Task brief> Write the next part of the account of Fr. George Lepping below, starting right after its final sentence.

Fr. George Lepping, SM

Parish Priest, Nissan Island, 1976-1989
POW, Rabaul, 1942-1945

Account based on Susan Conner’s conversations with Frs. George Lepping, SM and Tim Sugrue, SM, 24 Feb. 2003 and on article in Newsletter of Marist Society: Atlanta Province: Summer 2001; Marist Society, Inc. 4408 Eighth Street, N.E. Washington, D.C. 20017-2298   www.maristsociety.org/news:

Section on Capt. Harl Pease from http://www.gencourt.state.nh.us/hcaljourns/journals/2001/houjou2001_49.html AND http://www.plymouthinteract.com/polinks/harlpease.html


The same man who passionately states that "War is hell, really hell, when you’re in it," bears no ill will against the men who held him prisoner in the South Pacific for 3 ˝ years during World War II.  Fr. George Lepping, S.M. served as a missionary in the Solomon Islands for 51 years before retiring to the Marist Center in Washington, DC. where he remains active, writing about his earlier years and helping with repair work  Father Tim Sugrue never lived on Nissan, but he visited as fundraiser for the Solomon missions. He traveled throughout the Melanesian islands, closely following their complex social and political developments.

The remote and primitive Pacific Island missions of Melanesia were entrusted to the Marist Order by the Vatican in 1836.  In 1938, Fr. Lepping, was ordained by the Order and immediately assigned to St. Teresa’s, a mission of 500 people in  Buka, Bougainville. His next assignment was to the Shortland Islands, south of Bougainville.  However the natural serenity of the islands was soon shattered by the outbreak of World War II.

Fr. Lepping and fellow Marist Fr. Maurice Boch were taken prisoner by the Japanese on April 30, 1942. For five months, they remained in the Shortlands under house arrest.  They were then shipped to Japanese headquarters in Poperang and questioned before being moved 200 miles away, to a prison camp in Rabaul, New Britain. There, unbeknownst to Allied strategists, some 500 missionaries were hunkered during the relentless bombing raids conducted from Nissan Island. The Japanese had burrowed a warren of tunnels through Rabaul and its environs, and the religious found daytime refuge in them for 2 ˝ years. Many of Fr. Lepping's comrades were killed and he was facing death himself when they were liberated at the end of the war.

Extracted records>
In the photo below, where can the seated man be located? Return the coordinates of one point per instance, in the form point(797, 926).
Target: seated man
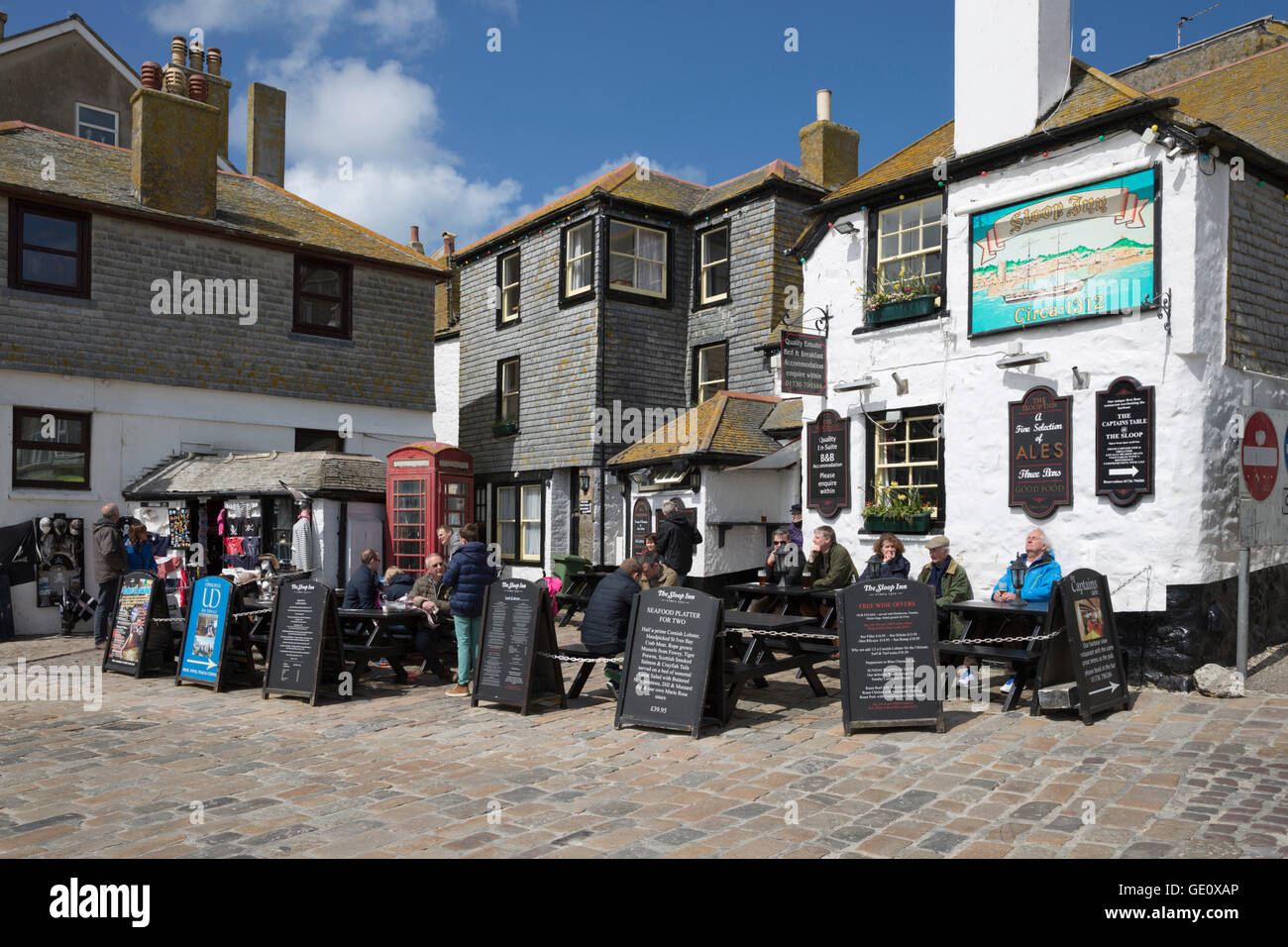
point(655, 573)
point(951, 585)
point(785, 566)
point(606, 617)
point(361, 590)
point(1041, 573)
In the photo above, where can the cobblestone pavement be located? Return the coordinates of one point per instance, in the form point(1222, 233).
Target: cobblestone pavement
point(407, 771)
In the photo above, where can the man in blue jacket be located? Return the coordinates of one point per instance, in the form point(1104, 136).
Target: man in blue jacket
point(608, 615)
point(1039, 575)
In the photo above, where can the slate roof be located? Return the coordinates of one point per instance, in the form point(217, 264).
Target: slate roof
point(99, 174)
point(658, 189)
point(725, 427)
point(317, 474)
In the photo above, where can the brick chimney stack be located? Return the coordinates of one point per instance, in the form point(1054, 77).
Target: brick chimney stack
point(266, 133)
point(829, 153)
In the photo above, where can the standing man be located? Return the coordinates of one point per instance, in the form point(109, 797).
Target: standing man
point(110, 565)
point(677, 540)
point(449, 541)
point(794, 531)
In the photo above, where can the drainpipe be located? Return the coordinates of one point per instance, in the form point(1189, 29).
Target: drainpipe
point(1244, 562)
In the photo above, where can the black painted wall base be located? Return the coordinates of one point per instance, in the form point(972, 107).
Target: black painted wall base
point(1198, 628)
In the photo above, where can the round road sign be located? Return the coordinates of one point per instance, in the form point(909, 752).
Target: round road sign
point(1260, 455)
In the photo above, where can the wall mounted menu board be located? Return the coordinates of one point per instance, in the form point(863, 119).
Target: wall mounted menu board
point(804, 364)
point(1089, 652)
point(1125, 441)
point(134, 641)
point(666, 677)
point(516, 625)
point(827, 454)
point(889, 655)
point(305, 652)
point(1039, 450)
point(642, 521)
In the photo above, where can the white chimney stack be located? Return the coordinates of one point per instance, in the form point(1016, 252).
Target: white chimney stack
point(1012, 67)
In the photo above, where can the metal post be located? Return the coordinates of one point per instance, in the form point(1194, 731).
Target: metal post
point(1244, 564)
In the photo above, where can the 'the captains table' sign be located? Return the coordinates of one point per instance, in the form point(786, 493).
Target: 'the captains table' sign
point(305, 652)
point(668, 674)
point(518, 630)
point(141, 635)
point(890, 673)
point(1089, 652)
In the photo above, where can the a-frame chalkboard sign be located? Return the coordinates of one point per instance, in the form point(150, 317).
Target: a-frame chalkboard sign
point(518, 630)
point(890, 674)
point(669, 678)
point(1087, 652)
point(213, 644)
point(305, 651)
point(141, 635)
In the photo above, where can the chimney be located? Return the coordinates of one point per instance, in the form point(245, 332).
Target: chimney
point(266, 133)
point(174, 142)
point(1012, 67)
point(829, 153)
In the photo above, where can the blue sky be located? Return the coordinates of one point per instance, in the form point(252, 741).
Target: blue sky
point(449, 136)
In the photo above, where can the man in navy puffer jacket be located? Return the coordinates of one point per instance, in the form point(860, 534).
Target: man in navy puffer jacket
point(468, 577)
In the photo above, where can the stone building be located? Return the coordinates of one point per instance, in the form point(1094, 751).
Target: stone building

Answer for the task>
They were to have been taken to Japan.  However the Allied strategy of isolating and debilitating Rabaul made travel impossible. Of course it also led to numerous privations as supplies were cut off.  Conditions were poor and the priests were not allowed to celebrate Mass. On October 8, 1942, a group of six American and Australian prisoners, including Capt. Harl Pease whose story follows, were taken away, ostensibly to build an airstrip. Fr. Lepping says, "The Japanese killed them instead and said to me, ‘You go tomorrow.’" That night, American B-17s bombed the camp, wounding the guard who made the threat.  Fortunately, his replacement didn’t know that Fr. Lepping was marked.

The Marist Sisters who were in the camp were well-treated after a group of Japanese women entertainers were stranded at the camp and insisted that the conditions be improved.

The prisoners were transferred after six months. "We were taken away in a truck and thought we were going to be killed," says Fr. Lepping. Instead, he and his colleagues were brought to Kokopo, where a large Sacred Heart Mission had been converted into a prison camp.

Some 400 religious, 50 orphans and 25 seminarians lived at the camp. Fr. Lepping taught English and Christian Doctrine at the seminary and the priests were able to quietly celebrate a total of 30 Masses a day. "The Brothers were clever," says Fr. Lepping, "They had buried sacramental wine in several spots around the grounds, so we never ran out."    Fr. Lepping describes theatrical productions and the potent cognac one Brother distilled from bananas.  He liberated a mattress from his captors and carved himself a pair of wooden shoes after "everything else fell apart."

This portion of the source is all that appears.